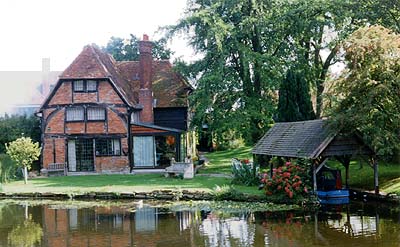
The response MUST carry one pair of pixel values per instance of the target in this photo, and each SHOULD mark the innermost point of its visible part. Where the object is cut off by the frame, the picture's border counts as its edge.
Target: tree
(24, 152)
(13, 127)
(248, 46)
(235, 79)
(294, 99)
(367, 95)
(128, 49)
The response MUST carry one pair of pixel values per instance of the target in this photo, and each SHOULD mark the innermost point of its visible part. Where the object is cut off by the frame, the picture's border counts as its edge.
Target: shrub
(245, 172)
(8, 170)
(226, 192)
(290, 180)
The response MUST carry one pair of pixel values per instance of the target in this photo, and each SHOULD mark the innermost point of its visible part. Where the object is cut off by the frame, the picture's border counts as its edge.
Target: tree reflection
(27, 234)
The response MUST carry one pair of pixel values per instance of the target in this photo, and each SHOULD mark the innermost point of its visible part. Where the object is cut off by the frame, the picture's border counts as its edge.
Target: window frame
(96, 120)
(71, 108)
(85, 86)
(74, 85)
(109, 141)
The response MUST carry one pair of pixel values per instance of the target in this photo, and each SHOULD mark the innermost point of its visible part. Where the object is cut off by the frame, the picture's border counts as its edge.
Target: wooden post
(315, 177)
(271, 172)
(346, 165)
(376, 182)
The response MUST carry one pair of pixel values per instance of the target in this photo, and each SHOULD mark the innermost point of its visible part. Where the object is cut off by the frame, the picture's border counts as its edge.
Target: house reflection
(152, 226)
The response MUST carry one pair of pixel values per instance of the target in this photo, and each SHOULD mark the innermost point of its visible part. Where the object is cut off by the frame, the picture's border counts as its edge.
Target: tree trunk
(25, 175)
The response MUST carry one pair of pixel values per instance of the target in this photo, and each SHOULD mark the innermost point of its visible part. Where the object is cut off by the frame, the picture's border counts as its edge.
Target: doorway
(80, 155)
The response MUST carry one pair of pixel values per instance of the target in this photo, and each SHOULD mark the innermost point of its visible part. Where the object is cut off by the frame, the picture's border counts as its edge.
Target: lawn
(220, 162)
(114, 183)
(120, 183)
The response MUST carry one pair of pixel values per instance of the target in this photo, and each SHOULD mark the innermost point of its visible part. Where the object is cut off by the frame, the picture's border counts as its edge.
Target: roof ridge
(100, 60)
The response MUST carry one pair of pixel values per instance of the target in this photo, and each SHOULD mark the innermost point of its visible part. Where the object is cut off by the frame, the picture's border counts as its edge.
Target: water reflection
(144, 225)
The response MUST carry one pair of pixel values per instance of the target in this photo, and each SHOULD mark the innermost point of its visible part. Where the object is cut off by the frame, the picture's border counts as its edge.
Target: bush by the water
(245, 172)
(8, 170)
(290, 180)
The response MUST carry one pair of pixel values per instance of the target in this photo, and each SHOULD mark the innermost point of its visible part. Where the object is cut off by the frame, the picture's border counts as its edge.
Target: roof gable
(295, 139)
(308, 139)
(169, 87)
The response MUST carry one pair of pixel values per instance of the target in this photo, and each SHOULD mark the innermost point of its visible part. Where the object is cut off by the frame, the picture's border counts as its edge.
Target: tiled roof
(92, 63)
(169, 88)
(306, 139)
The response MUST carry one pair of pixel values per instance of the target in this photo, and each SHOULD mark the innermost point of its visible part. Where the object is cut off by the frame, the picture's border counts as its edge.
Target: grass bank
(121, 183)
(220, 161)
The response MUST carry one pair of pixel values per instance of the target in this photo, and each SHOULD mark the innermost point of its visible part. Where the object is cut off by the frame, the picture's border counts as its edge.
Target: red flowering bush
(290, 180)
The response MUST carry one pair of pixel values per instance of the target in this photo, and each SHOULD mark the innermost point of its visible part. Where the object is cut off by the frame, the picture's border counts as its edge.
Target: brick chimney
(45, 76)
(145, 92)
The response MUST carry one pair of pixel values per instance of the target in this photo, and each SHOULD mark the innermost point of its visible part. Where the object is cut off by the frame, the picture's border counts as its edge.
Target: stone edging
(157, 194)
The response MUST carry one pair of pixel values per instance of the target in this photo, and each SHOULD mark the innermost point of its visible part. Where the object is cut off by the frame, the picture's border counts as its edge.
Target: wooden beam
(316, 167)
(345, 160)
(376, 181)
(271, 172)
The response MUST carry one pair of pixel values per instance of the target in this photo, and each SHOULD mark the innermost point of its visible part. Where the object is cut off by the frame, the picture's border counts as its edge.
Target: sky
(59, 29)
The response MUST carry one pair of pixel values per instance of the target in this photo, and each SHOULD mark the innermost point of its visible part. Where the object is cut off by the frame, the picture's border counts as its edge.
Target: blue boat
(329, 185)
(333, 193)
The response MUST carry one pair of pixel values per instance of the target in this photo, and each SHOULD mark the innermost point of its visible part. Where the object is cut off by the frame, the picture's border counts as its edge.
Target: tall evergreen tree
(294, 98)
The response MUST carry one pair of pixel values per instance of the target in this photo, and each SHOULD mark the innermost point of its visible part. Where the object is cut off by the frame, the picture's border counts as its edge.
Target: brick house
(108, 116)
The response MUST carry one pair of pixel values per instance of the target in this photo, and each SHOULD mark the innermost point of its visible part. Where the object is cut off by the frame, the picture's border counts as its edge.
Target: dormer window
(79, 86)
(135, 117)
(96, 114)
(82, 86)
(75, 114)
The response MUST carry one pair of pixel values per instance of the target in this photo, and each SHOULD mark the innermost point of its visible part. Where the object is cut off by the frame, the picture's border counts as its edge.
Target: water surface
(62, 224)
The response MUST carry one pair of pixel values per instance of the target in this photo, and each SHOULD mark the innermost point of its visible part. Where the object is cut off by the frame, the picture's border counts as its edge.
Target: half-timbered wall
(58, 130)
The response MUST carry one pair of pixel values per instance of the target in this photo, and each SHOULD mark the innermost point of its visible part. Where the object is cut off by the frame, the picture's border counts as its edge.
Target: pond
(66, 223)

§ Exercise prompt: Please print the entries shown above again, exactly, and skip the pictures.

§ Solution to this exercise:
The response MUST carry one pair of pixel values per instance of the target in this photo, and each SHOULD mark the innermost point of its visible part. Where the object is cut off by the frame, the picture's border counts as its edge.
Target: tree
(24, 152)
(13, 127)
(248, 46)
(235, 79)
(294, 99)
(367, 95)
(128, 49)
The response MUST carry one pair of pixel values per instance of the target in this photo, and each SHOULD mark the innermost point of its visible part. Where the object is cut off by the frame, the picture's border counts as its edge.
Target: shrub
(245, 172)
(8, 170)
(226, 192)
(290, 180)
The response MUST carry one pair of pixel values per instance of the target in this photo, and each SHOULD mark the innermost point of its visible part. Where the object is cut off by the frame, the picture's border counts as its edge.
Target: tree reflection
(27, 234)
The response MUST carry one pair of pixel values per instance of the target in this photo, and each SHOULD mark the innermost point of its visible part. Where the object is cut off by the frame, the picture's border counts as its edge.
Target: window frame
(96, 120)
(71, 108)
(85, 86)
(74, 85)
(109, 141)
The response MUST carry one pair of pixel values per instance of the target in this photo, and each SHOULD mark the innermost point of its visible part. Where the object is cut off by the frame, the picture's border counts as its edge.
Target: wooden post
(315, 177)
(271, 172)
(346, 165)
(376, 182)
The response MUST carry one pair of pixel values per instance of the target in this photo, and each SHOULD mark the innermost point of its visible part. Where the object is cut off by the frame, the picture's border counts as its edge.
Target: house reflection
(152, 226)
The response MUST carry one pair of pixel values per instance of the target in this photo, and each SHOULD mark the innermost point of its visible part. Where the object is cut off by the frame, the picture's border counts as its edge.
Target: tree trunk
(25, 175)
The response MUST carry one pair of pixel values per instance of the target in this photo, and each SHOULD mark the innermost point of its visible part. Where the object is cut off by the frame, the picture's border counts as its edge.
Target: doorway
(80, 155)
The response MUST carry one pair of pixel values per instance of the target in this photo, and each SHOULD mark the innermost point of its visible part. Where the object is cut off by the frame, the picture's border counts as its edge.
Target: lawn
(220, 162)
(114, 183)
(120, 183)
The response MUST carry one pair of pixel values per instance of the target in this photo, and each SHOULD mark the innermost point of its visible part. Where the object is cut off by the frame, the picture's border counts as its edge.
Target: roof ridge
(100, 60)
The response MUST carry one pair of pixel values per instance of the target in this photo, and each SHOULD mark the innermost point of its visible part. Where the object is cut off by the frame, the picture's border counts as its edge.
Target: water reflection
(144, 225)
The response MUST carry one pair of pixel values per instance of the target in this photo, and each SHOULD mark the innermost point of its visible part. Where the object is cut off by the frame, the picture's border counts as its edge.
Target: bush by the water
(245, 172)
(8, 170)
(290, 180)
The response MUST carry one pair of pixel values per instance of the target in this photo, and each SHOULD mark the innermost point of its visible part. Where the object is cut off by the frame, the picture's border counts as its edge.
Target: roof gable
(295, 139)
(308, 139)
(169, 87)
The response MUST carry one pair of pixel values per instance of the target in this photo, and each SHOULD mark the innermost point of its visible part. Where the object is cut off by the frame, the picture's border counts as its edge.
Target: tiled roof
(92, 63)
(169, 88)
(306, 139)
The response MUST carry one pair of pixel values per instance of the target in this photo, and each SHOULD mark the innermost point of its visible part. Where the object is cut off by the frame, the picture's border counts as its edge.
Target: grass bank
(121, 183)
(220, 161)
The response MUST carry one pair of pixel values per instance of the target in this photo, and each SHOULD mark the innermost point of its visible part. Where the object is cut off by the frame, the picture's border counts as its edge.
Target: red flowering bush
(290, 180)
The response MUST carry one pair of pixel values per instance of the target in this photo, and each SHOULD mark the innermost point of its visible part. Where the object is cut off by the frame, the picture's border counts as its edge.
Target: brick chimney
(45, 76)
(145, 92)
The response MUST carry one pair of pixel values per instance of the target in this photo, and each SHOULD mark the innermost point of its visible part. Where the object is cut off by the frame, the picture's border counts as its edge.
Target: stone edging
(157, 194)
The response MUST carry one pair of pixel values per instance of the target in this photo, and each SHOULD mark the innermost point of its visible part. Where the object is cut off by the frame, the picture's border counts as its edge.
Target: wooden beam
(316, 167)
(345, 160)
(376, 181)
(271, 172)
The response MUST carry one pair of pixel values per instance of the target in this photo, and each SHOULD mark the innermost point of its visible part. Where the object is cut off by the frame, the picture's border counts as its edge.
Target: sky
(59, 29)
The response MUST carry one pair of pixel values per instance of the target in this photo, and each SHOULD mark the innermost point of its visible part. Where the object is cut off by the frame, the picture's border counts as its edge.
Target: blue boat
(329, 185)
(333, 193)
The response MUST carry one pair of pixel values per instance of the target in this photo, and each SHOULD mark the innermost point of its visible part. Where the object is cut off by the frame, the picture's border counts as its edge.
Target: tall evergreen tree
(294, 98)
The response MUST carry one pair of pixel values per instance of the target in this photo, and each SHOULD mark the innermost point of its visible part. Where the object is cut off by the frame, the picture's border counts as its edge.
Target: brick house
(108, 116)
The response MUST carry one pair of pixel values per instance of the target in this photo, and each SHOULD mark the innermost point of its visible part. Where the object is cut off by the frame, the picture's border counts as its edge.
Target: dormer window
(79, 86)
(135, 117)
(96, 114)
(82, 86)
(75, 114)
The response MUST carry one pair of pixel values per instance of the target in this photo, and each SHOULD mark the innermost point of its visible part. Where the object is cut off by the frame, the picture's border counts as its edge.
Target: water surface
(62, 224)
The response MUST carry one pair of pixel values per instance of the target in this photo, and each SHOULD mark the innermost point of its visible part. Where the object is cut off by the frame, the picture's border counts as its edge.
Target: half-timbered wall
(58, 130)
The response MUST carry one pair of pixel values per instance of the target in this photo, and each SHOULD mark the innermost point of its visible part. Where the object is cut off by the frame, the picture's border counts as its edge.
Target: pond
(66, 223)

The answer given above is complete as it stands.